WHAT THIS EXERCISE ASKS:
[a] In the passage on the history of pediatric acupuncture, why did Qian Yi hold that children require modified treatments?
[b] From the passage on the history of pediatric acupuncture, copy the stretch from "In China, pediatrics" through "of new techniques.".

PAGE EXTRACT:
..........

Pediatric acupuncture first began as Pediatric Tuina in China (earliest literature is from the Sui and Tang dynasty, 581 to 907 C.E.) and Shonishin in Japan.
In China, pediatrics as a specialty is one of the oldest topics discovered in the Chinese medical literature. Sabine Wilms discusses that as early as the Han Dynasty (206 BC-220 AD), there is mention of pediatric treatments in at least 19 volumes within the Imperial Library. Sun Simiao was a notable author in the early Tang Dynasty (618-907 AD) who emphasized the treatment of children and women above any other medical issue. Qian Yi (1032-1113, Song Dyn.), who is credited as the “Sage of Pediatrics,” recognized that there are unique characteristics of children that distinguish them, not as small adults, but as having a distinct physiology and pathophysiology that require modified treatments. Refining and experimenting with both moxa and massage, the movement towards non-needling children was recognized as beneficial, resulting in the creation of new techniques.

..........

EXTRACTED INFORMATION:
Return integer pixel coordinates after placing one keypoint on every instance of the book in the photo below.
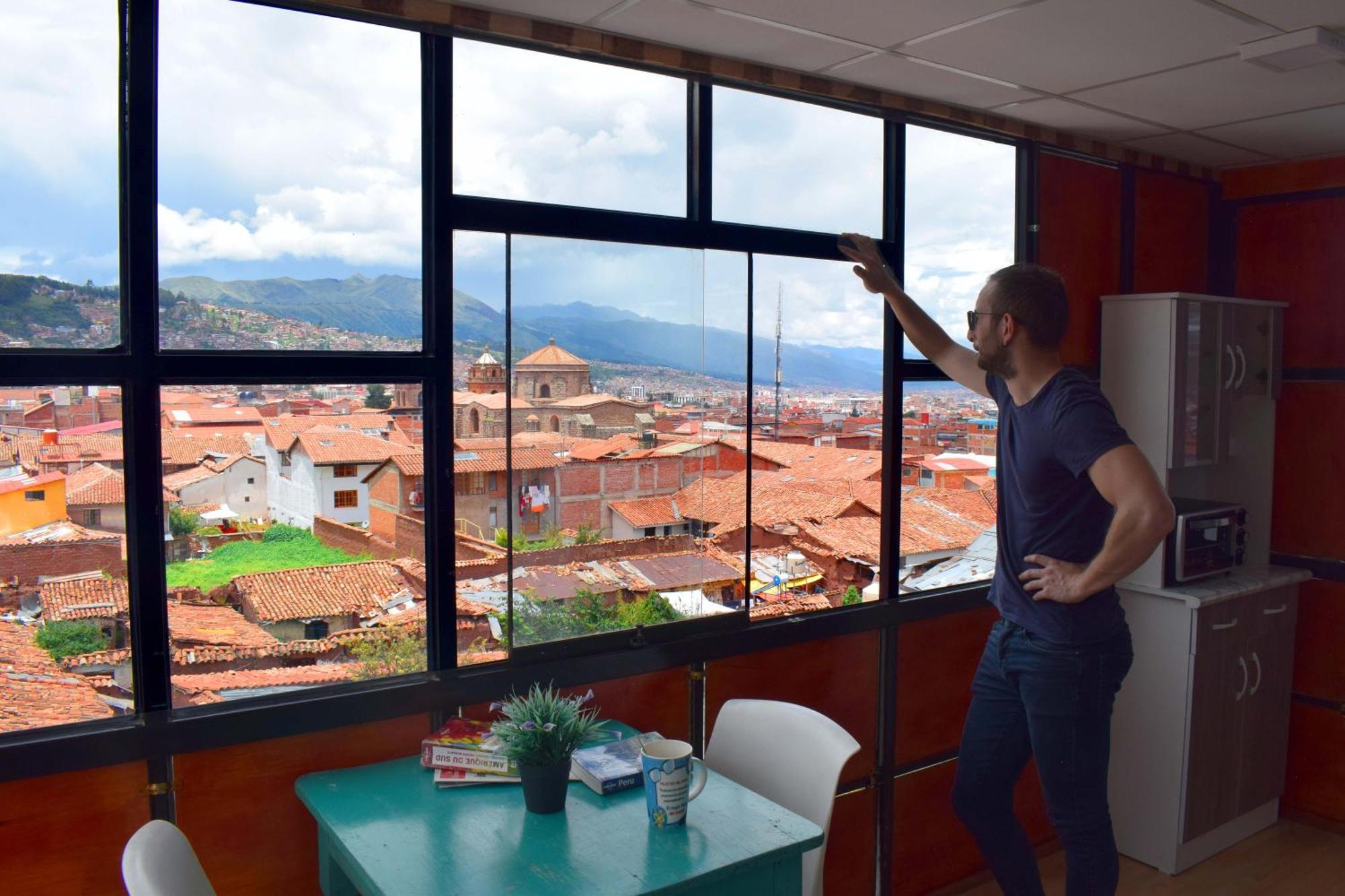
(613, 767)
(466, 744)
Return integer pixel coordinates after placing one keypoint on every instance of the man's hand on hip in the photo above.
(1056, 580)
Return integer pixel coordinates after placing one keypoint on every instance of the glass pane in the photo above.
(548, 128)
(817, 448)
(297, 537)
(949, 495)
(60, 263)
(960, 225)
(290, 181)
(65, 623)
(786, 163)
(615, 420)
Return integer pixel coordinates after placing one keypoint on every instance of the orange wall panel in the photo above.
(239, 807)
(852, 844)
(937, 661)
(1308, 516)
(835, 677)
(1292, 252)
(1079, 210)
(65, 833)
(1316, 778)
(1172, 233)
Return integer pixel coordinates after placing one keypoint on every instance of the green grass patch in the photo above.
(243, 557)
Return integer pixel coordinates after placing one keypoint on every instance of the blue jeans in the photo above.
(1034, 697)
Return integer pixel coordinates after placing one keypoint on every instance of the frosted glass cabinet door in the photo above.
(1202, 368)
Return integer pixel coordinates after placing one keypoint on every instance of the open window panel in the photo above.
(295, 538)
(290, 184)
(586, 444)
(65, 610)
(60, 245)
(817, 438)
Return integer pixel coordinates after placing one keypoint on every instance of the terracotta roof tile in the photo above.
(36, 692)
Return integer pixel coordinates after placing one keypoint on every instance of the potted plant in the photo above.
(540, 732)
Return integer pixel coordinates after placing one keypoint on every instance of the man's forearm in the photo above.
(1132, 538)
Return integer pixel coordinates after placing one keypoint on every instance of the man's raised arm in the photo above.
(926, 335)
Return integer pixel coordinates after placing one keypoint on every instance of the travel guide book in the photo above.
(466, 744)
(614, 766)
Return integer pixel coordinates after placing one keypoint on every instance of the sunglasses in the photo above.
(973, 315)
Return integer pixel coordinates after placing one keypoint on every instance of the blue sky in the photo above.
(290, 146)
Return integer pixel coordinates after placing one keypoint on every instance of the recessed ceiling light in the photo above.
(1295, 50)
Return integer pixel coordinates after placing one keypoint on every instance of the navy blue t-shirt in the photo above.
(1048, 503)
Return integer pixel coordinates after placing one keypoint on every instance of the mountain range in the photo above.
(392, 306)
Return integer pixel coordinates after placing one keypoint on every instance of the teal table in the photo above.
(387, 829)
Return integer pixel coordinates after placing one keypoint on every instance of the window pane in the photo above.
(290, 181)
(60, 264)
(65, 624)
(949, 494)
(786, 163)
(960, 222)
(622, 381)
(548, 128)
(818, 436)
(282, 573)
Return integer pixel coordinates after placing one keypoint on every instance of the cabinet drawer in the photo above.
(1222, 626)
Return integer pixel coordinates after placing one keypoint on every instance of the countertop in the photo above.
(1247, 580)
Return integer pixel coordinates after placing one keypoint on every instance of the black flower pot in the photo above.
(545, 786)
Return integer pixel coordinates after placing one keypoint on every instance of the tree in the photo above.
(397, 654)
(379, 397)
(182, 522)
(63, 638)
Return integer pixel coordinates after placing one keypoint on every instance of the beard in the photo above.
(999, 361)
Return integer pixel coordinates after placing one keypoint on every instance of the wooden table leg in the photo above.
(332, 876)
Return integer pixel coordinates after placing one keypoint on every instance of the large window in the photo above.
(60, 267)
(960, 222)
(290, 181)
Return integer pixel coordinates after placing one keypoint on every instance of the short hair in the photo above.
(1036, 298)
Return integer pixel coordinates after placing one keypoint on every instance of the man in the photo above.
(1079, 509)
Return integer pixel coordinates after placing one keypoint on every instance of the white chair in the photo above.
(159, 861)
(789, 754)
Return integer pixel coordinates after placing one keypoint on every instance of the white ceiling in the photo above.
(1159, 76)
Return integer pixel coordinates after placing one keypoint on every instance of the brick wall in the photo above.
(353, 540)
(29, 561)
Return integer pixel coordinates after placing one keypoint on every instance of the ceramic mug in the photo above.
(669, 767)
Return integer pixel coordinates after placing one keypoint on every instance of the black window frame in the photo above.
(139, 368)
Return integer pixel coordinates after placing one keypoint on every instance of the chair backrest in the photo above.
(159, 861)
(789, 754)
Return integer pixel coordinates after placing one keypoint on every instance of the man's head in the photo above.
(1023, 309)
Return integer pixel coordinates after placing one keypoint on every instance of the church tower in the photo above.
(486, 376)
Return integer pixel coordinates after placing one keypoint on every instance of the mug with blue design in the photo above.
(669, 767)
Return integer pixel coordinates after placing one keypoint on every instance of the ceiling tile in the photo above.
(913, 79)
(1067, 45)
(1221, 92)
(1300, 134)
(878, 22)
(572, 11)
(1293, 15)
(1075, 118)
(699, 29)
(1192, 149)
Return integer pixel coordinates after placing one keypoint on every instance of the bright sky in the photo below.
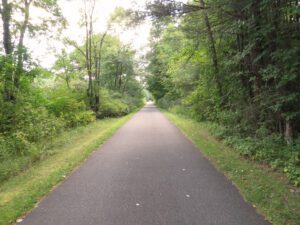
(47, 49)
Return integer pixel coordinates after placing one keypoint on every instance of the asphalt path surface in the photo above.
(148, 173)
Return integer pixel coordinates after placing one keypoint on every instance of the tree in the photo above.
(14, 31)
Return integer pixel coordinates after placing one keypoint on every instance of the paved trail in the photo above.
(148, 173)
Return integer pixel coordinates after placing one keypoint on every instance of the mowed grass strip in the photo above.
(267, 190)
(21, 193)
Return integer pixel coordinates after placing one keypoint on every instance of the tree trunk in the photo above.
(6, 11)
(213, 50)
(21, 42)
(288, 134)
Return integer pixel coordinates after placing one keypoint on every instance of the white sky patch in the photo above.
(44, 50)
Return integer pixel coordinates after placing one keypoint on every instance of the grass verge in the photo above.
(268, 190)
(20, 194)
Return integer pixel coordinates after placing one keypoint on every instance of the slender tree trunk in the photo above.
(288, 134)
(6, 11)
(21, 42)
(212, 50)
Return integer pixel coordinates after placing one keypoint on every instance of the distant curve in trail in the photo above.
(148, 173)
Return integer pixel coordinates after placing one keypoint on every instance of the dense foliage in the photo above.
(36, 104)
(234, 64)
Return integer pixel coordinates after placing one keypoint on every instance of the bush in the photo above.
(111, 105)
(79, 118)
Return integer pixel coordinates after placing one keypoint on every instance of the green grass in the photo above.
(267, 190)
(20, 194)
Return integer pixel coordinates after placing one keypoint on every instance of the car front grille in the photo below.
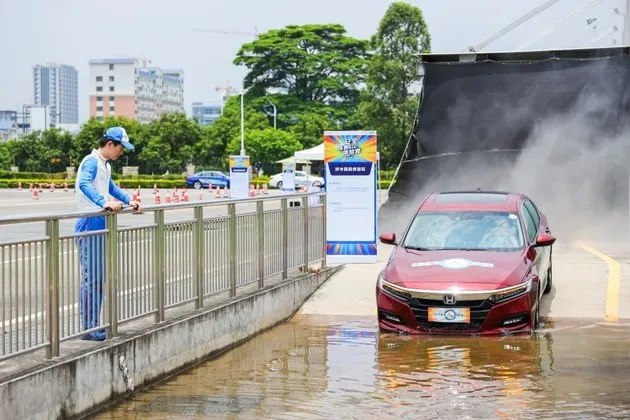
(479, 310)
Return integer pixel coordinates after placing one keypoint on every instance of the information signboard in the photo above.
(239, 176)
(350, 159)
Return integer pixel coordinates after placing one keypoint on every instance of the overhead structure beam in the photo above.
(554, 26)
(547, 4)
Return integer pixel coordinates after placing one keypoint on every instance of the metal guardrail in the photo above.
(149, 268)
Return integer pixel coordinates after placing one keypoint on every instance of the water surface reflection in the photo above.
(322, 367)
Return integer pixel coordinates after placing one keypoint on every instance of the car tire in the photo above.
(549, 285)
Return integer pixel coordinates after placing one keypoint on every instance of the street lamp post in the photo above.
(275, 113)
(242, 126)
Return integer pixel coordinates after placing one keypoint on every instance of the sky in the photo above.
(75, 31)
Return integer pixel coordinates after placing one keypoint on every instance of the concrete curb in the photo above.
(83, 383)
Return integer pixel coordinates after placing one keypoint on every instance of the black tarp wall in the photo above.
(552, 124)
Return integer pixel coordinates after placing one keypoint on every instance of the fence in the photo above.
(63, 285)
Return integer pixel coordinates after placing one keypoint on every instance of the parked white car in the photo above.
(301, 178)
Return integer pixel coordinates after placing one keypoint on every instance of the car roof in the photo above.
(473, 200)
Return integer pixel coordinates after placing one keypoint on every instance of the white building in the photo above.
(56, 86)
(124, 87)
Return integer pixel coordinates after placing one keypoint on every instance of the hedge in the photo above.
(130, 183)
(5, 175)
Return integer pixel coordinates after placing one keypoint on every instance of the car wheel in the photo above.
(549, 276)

..........

TASK-BY-TASK RESULTS:
[a] Qian Yi recognized that children have unique characteristics that set them apart. They are not small adults; they have a distinct physiology and pathophysiology, and so their treatments must be modified.

[b]
In China, pediatrics as a specialty is one of the oldest topics discovered in the Chinese medical literature. Sabine Wilms discusses that as early as the Han Dynasty (206 BC-220 AD), there is mention of pediatric treatments in at least 19 volumes within the Imperial Library. Sun Simiao was a notable author in the early Tang Dynasty (618-907 AD) who emphasized the treatment of children and women above any other medical issue. Qian Yi (1032-1113, Song Dyn.), who is credited as the “Sage of Pediatrics,” recognized that there are unique characteristics of children that distinguish them, not as small adults, but as having a distinct physiology and pathophysiology that require modified treatments. Refining and experimenting with both moxa and massage, the movement towards non-needling children was recognized as beneficial, resulting in the creation of new techniques.